SOURCE MATERIAL |
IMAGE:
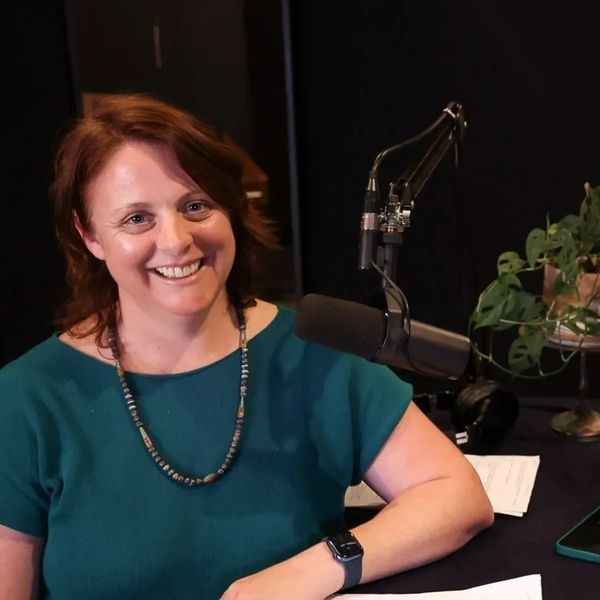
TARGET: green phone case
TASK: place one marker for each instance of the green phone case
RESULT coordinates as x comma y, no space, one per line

* * *

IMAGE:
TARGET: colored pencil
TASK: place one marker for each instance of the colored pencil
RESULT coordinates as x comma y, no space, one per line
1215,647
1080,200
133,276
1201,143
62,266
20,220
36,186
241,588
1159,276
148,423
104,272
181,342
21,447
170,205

REQUIREMENT | Count the lines of the material above that contain the string "each", treating uppercase and lowercase letters as distinct. Provide only the number.

OUTPUT FOR THIS EXERCISE | 2